Text section =
[Start of Attachment]
Last summer I hiked through Zion National Park, Utah, with a group of teens. It didn’t take many miles into the hike for me to realize that they were much younger than I, and with that youth came much greater stamina and flexibility in climbing.
Over a period of four days we hiked and climbed some difficult terrain, and for those of us no longer in our teens, the distance seemed double what it actually was. However, the breathtaking views and thrill of the journey far outweighed the difficulty in getting there.
In four days, we logged over 35 miles of trail. At about mile six, I noticed something interesting. When we trekked into those areas most isolated by majestic canyon walls and heavy forest, although the beauty was certainly apparent, these stretches seemed to go on forever. We constantly referred to GPS and trial markings to understand where we were in relation to our pre-determined end point. Other than occasional guesses based on levels of fatigue, it was often difficult to gauge how much trail we had actually covered, as the dense woods masked our sense of distance.
We soon sensed that this lack of positioning was impacting our attitudes toward the hike. Rather than be mesmerized by the nature surrounding us, we instead seemed to be obsessed with understanding how far we had gone, as well as the distance ahead of us. We found ourselves making frequent GPS and map check-ins.
[End of Attachment]
Activity 1 = Rewrite the Zion hike account starting at "Over a period" and ending at "sense of distance.", with "majestic" swapped for "towering".
Activity 2 = Which quantities does the Zion hike account give with a number, and what unit goes with each?
Activity 3 = Carry the Zion hike account forward from its final sentence.

Information shown =
[Start of Attachment]
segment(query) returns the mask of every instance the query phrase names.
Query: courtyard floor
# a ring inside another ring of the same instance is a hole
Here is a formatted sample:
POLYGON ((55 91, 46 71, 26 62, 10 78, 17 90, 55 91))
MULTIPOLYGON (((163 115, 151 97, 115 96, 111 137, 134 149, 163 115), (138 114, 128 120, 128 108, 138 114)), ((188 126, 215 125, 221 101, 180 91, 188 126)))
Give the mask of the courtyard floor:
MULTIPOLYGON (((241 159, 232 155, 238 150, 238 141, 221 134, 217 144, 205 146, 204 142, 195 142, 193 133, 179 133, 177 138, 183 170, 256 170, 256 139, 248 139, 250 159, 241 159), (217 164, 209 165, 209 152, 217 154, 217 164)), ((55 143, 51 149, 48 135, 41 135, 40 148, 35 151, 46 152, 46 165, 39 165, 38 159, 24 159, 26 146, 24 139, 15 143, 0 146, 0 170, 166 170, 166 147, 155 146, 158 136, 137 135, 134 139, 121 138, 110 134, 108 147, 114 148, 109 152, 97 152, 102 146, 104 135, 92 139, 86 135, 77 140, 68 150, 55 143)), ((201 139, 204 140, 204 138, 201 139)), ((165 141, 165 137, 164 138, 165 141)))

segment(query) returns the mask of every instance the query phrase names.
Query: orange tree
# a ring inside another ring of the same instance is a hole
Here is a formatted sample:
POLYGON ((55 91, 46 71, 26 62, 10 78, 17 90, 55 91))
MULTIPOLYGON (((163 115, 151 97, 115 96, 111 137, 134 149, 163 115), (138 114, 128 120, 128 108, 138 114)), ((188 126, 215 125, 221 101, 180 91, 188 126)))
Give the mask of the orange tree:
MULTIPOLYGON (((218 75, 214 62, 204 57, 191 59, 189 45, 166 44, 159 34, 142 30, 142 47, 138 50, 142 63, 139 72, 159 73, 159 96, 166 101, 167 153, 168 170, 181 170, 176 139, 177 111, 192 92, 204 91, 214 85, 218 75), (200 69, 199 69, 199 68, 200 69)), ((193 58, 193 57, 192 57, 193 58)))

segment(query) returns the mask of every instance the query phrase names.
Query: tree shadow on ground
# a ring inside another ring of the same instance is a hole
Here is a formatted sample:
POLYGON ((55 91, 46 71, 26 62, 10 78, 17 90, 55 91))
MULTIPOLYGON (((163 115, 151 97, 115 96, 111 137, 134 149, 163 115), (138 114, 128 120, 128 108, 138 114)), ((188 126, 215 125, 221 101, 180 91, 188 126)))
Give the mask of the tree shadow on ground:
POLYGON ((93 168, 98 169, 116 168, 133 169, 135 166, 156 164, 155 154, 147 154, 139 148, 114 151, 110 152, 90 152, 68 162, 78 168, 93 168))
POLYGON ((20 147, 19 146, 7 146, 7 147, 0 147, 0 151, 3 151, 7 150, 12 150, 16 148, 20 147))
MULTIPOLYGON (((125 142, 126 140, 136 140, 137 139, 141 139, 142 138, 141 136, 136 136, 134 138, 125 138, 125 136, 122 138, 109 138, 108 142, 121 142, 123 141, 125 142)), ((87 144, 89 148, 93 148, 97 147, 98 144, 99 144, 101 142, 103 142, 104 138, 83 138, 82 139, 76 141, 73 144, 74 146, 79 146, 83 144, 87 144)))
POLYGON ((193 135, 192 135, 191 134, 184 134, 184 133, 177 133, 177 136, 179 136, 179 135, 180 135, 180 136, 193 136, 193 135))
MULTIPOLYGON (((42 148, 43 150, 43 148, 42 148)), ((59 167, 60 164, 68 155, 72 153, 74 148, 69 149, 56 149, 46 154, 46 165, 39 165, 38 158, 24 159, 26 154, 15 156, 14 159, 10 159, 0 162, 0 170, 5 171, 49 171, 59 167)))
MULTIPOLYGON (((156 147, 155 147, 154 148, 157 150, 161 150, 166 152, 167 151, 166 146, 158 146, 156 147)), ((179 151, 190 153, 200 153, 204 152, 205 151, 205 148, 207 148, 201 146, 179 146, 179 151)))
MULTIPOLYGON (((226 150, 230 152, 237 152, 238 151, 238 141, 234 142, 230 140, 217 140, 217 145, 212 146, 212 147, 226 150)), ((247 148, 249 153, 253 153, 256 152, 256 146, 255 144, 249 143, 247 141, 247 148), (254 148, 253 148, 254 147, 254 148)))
[End of Attachment]
Output 1 =
Over a period of four days we hiked and climbed some difficult terrain, and for those of us no longer in our teens, the distance seemed double what it actually was. However, the breathtaking views and thrill of the journey far outweighed the difficulty in getting there.
In four days, we logged over 35 miles of trail. At about mile six, I noticed something interesting. When we trekked into those areas most isolated by towering canyon walls and heavy forest, although the beauty was certainly apparent, these stretches seemed to go on forever. We constantly referred to GPS and trial markings to understand where we were in relation to our pre-determined end point. Other than occasional guesses based on levels of fatigue, it was often difficult to gauge how much trail we had actually covered, as the dense woods masked our sense of distance.

Output 2 = four days (stated twice), over 35 miles of trail, mile six

Output 3 =
Although our GPS behavior bordered on obsessive-compulsive, we found that it provided us with relief—and renewed energy—when we knew where we stood in relation to where we had been and what remained ahead. When we could see our progress, even though it may not be much, we were excited to continue our journey. When progress was questionable, our packs appeared to double in weight. However, once that calibration had been made, we were good for another half-mile stretch.
As if to further solidify this point, several of the boys commented on the fact that when we were able to clearly see the trail below and above us, we progressed much more rapidly. I believe this more rapid progression to be fact rather than fiction but, even if not, my perception was also that being able to visually note our progress at all times provided that boost we needed on a difficult hike.
Employee Engagement surveys conducted by DecisionWise typically contain the question:
Most days, I feel like I am making progress on important work projects or initiatives.
We find a clear correlation between this question and overall levels of engagement. This relationship (a clear view of progress and motivation) is explained in depth in the book “The Progress Principle,” written by Teresa Amabile and Steven Kramer. As they discuss the impact of discovering progress, they cite the following example from the book “Work Design:”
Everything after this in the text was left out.